Exercícios propostos.
**a)** Segundo o relato sobre o aprendizado do berimbau, por que devemos ser autocríticos quanto ao conteúdo dos nossos ensinamentos? Responda em uma a três frases.
**b)** No relato sobre o aprendizado do berimbau, qual era o som que faltava para completar o ritmo?
**c)** Retome o relato sobre o aprendizado do berimbau e escreva a continuação a partir da última frase apresentada.

Conhecí umas academias no Rio de Janeiro (Piedade) onde aprendi coisas importantes .   Faltava-me  executar no berimbau,uma nota cuja ausência deixava o ritmo incompleto. Um mestre do subúrbio da Piedade, também policial civil , tirou-me definitivamente essa dúvida atroz. O som que me faltava era simplesmente aquele resultante da simples pressão,sem percussão, da moeda sobre o arame vibrando.  Nos encontramos apenas uma vez,mas foi o suficiente para dar continuidade ao que me faltava como iniciação aos mistérios do grande "Mestre berimbau". A  única lembrança física que  guardei dele,foi a de um estigma facial , pela perda de um dos globos oculares.  Não o vi jogando e nem sei se ainda jogava. Ele ensinou o mestre Russo( O qual também nunca mais tive notícias). Vejam só a importância e o alcance daquilo que ensinamos. Devemos ser auto- críticos em relação ao conteúdo dos nossos ensinamentos,pois nada se apaga, e suas repercussões são as mais variadas.  O que plantamos poderá não ser colhido por nós mesmos, mas o que fecundar ,com certeza, será semelhante àquilo que plantamos...com o joio do lado.

Trechos da listagem.
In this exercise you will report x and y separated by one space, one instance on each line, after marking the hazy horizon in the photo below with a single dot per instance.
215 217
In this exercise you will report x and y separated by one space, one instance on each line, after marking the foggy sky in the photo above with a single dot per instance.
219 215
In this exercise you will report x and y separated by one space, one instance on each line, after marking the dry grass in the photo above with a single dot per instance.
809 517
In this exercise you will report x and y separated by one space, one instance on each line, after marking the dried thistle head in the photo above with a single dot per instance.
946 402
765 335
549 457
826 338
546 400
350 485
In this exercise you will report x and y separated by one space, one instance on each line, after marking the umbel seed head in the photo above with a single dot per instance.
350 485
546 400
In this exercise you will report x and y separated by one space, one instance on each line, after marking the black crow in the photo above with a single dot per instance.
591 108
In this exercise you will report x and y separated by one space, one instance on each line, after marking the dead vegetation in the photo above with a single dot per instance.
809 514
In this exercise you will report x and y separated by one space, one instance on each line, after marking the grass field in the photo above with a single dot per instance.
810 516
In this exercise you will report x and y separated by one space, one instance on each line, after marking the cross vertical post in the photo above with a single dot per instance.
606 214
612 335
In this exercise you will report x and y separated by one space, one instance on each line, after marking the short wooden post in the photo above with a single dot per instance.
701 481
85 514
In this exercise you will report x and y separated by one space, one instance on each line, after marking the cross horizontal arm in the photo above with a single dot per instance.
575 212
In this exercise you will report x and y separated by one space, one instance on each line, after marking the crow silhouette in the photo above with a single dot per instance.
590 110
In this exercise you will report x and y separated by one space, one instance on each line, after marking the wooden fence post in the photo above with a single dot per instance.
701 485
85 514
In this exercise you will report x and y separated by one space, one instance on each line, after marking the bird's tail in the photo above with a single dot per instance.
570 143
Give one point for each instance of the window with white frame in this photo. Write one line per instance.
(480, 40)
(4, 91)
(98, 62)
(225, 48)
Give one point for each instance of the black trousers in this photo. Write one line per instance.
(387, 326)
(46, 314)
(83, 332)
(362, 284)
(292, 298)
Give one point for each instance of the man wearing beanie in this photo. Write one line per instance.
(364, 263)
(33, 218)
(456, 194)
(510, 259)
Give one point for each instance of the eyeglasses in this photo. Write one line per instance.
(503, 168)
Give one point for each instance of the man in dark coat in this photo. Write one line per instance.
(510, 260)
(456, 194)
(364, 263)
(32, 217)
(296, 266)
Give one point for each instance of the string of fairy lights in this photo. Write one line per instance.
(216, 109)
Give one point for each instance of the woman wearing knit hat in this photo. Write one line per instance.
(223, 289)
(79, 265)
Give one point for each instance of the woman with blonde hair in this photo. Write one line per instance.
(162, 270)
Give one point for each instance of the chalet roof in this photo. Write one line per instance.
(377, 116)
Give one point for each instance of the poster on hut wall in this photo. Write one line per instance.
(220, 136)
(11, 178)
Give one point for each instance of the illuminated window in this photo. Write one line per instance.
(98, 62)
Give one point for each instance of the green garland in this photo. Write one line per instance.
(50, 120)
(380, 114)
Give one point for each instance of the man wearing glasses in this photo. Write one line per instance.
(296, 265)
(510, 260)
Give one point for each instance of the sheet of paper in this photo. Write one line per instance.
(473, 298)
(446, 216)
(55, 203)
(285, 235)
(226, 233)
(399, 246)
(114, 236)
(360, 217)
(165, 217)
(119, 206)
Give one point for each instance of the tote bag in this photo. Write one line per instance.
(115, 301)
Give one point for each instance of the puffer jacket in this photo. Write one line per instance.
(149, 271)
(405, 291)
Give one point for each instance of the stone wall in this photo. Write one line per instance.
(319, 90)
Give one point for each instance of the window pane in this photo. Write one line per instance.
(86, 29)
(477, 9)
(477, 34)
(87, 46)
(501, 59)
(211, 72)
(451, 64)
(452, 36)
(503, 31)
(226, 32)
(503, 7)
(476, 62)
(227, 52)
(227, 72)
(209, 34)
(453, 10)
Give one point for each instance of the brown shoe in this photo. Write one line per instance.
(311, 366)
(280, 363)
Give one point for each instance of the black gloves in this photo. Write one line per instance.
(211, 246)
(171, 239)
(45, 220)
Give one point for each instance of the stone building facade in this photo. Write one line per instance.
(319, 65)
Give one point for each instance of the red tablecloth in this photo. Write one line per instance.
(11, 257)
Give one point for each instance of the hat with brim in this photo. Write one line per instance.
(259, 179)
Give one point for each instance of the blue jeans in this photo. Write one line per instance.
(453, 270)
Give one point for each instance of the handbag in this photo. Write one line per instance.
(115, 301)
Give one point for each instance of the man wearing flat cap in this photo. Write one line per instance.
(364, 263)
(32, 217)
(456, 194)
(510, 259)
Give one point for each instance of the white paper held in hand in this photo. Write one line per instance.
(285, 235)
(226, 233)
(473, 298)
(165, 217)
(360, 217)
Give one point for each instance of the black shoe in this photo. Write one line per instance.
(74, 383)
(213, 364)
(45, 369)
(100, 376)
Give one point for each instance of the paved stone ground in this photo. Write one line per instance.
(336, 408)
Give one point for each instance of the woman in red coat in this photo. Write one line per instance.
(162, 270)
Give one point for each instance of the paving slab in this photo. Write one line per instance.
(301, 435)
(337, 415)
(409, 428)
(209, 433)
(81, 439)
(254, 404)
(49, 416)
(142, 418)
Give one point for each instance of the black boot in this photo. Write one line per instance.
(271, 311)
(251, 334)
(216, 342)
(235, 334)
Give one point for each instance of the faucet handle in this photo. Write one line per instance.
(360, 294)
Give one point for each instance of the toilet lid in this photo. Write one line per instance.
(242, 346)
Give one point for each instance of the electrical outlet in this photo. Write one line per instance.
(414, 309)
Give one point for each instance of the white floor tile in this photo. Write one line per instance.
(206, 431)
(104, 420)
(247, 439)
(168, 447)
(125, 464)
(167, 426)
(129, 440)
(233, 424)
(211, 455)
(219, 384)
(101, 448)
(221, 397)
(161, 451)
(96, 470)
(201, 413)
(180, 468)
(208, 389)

Respostas em ordem.
**a)** Porque nada do que ensinamos se apaga e suas repercussões são as mais variadas. O que plantamos pode não ser colhido por nós mesmos, mas o que fecundar será semelhante ao que foi plantado.

**b)** O som resultante da simples pressão, sem percussão, da moeda sobre o arame vibrando.

**c)**
 Ainda a respeito dessa academia  no Rio de Janeiro ,lembro-me que participei de uma apresentação deles na antiga TV TUPY Canal 6,onde funcionava,outrora,o famoso cassino da Urca. O grupo foi levado pelo mestre Russo,do qual já lhes mencionei a origem.  Ele era um indivíduo alto e muito branco,daí o seu apelido . Seus capoeiristas trajavam uma calça folgada de brim azul,com uma franja branca costurada na boca de cada perna. Na cintura uma corda acetinada com um destaque nas pontas.  Na parte superior usavam uma camisa de cetim sem botões,amarrada na frente por um nó simples . Durante algum tempo adotei este uniforme, sem a camisa. Fiquei muito honrado por terem me convidado a participar desta apresentação na televisão .  Existiam duas figuras inesquecíveis no grupo : - Uma delas,era um indivíduo com um esteriótipo nordestino. Não jogava bonito,mas era mestre em quebrar com a cabeça algumas telhas empilhadas, após saltar sobre elas. Apesar de estarem acolchoadas sob uma lona dobrada,era com certeza, um feito inusitado. Sua façanha,parecia mais com aquelas realizadas por praticantes de artes marciais orientais.

A outra tratava-se de um rapaz,muito forte,originário de um circo. Ele tinha total domínio do corpo. Depois da apresentação na TV ele fez uma bananeira na murada que contornava toda a praia da Urca. Além dessa murada,ficava um precipício ,onde o mar, batia sobre as rochas.  Eu gostava de um desafio,mas quando avaliei a possibilidade de uma queda fatal, desistí de imitá-lo. Ele era fantástico! Nem o vento o incomodava. O que compensou a minha frustração em não ter realizado a bananeira,foi o acréscimo de conhecimentos úteis sobre a capoeira. O rapaz acrobata ,não demonstrava mais eficiência durante o jôgo ,apesar da sua desenvoltura circense. Era mesmo até um tanto desajeitado. Aos poucos eu começava a entender que a capoeira não era somente desenvolvida sobre corpos ágeis.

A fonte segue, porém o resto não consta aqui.